== Source extract ==
Tag Archives: sports

Chicago Blackhawks Can Win On A Bigger Stage By Changing Their Mascot

Sticks and stones...

Sticks and stones…

Saw this piece over at the blog, Racialicious and since I have written on this issue regarding the Washington Redskins I thought it brought a fresh perspective to the matter as relates to Native American macots in general:

As a white youth growing up playing ice hockey in the 1960s, in a Chicago suburb, I fell in love with the Chicago Blackhawks. I watched Hawks games on T.V., and during the intermissions between the periods, I retired to the kitchen (and its smooth, slick tile floor) to shoot my plastic puck at the cabinets. For the kitchen shootouts, I channeled my all-time favorite, the always-helmeted Stan Mikita, or on occasion, Bobby Hull. Born just after the team’s 1961 Stanley Cup championship, I anticipated – without too much patience – the next championship, and suffered through the team’s two failed Stanley Cup appearances in the early seventies.

== What you need to do ==
**A.** In the post on the Chicago Blackhawks mascot, in what year did the team win the Stanley Cup championship mentioned?
**B.** Quote the Blackhawks mascot post between "As a white youth" and "the early seventies.", inclusive.
**C.** Continue the Blackhawks mascot post from the end of its last sentence.

== Information shown ==
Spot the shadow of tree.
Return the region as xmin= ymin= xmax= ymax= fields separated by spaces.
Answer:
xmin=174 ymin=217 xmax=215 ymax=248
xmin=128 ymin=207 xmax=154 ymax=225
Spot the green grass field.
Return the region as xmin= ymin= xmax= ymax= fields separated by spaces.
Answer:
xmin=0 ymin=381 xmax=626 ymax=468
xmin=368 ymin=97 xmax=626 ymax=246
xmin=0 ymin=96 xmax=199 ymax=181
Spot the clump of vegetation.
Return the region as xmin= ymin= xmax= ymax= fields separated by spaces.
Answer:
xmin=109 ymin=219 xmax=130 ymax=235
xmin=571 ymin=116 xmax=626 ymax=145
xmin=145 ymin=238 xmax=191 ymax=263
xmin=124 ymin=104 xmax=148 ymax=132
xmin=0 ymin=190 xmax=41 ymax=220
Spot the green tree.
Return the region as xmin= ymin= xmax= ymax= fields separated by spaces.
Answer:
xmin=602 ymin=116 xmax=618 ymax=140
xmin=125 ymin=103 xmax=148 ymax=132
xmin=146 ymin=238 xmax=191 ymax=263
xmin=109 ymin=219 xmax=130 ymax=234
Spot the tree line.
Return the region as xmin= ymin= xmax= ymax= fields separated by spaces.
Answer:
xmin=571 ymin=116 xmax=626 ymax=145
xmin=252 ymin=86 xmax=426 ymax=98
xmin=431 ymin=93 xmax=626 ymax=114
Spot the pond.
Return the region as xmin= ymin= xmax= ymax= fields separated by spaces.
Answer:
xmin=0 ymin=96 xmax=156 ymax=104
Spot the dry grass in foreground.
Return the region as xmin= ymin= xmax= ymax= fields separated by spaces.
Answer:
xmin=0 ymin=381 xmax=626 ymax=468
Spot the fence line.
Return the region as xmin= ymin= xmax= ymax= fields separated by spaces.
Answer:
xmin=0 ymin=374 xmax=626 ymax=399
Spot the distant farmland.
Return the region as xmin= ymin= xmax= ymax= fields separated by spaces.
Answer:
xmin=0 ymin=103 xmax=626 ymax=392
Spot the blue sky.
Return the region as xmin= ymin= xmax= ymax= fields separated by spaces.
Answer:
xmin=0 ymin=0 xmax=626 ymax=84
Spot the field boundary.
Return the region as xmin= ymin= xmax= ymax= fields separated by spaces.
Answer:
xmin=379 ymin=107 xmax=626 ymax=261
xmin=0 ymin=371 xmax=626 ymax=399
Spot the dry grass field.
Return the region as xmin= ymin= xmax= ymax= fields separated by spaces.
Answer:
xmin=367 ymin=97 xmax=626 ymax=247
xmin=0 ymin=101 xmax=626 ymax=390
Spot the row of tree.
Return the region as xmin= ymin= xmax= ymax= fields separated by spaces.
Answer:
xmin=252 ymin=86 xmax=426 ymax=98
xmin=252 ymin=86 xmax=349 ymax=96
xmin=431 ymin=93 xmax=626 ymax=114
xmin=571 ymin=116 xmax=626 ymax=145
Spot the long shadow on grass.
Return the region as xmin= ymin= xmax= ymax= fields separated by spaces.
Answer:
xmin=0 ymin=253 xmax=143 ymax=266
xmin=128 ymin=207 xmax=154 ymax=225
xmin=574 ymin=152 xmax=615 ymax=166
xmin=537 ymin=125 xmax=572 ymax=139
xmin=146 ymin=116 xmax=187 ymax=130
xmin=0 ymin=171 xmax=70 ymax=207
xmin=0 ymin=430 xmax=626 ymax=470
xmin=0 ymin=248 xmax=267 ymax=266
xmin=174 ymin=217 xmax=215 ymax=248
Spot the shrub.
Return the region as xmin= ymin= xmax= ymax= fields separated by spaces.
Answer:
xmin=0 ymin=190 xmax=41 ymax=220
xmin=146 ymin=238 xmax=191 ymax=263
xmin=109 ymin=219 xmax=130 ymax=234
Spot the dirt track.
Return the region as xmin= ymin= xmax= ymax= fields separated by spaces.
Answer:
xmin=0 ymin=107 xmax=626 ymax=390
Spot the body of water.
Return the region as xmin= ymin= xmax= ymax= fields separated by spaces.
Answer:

== Written responses ==
**A.** 1961

**B.**
As a white youth growing up playing ice hockey in the 1960s, in a Chicago suburb, I fell in love with the Chicago Blackhawks. I watched Hawks games on T.V., and during the intermissions between the periods, I retired to the kitchen (and its smooth, slick tile floor) to shoot my plastic puck at the cabinets. For the kitchen shootouts, I channeled my all-time favorite, the always-helmeted Stan Mikita, or on occasion, Bobby Hull. Born just after the team’s 1961 Stanley Cup championship, I anticipated – without too much patience – the next championship, and suffered through the team’s two failed Stanley Cup appearances in the early seventies.

**C.**
But between those years and the team’s next championships in 2010 and now 2013, my Native American friends encouraged me to reflect more deeply on the way symbols like the team’s own “Chief Black Hawk” distorted their identities, particularly in the imaginations of white Americans. Ultimately, in graduate school at the University of Illinois-Champaign, I critiqued my school’s infamous mascot, Chief Illiniwek, and my friend Richard King and I went on to edit Team Spirits: The Native American Mascot Controversy, a 2001 collection of essays giving voice to how Native Americans feel about many of these manifestations of the power of non-Indian, mostly white institutions and people to (re)represent, (re)name, and (re)contextualize Native peoples for white purposes.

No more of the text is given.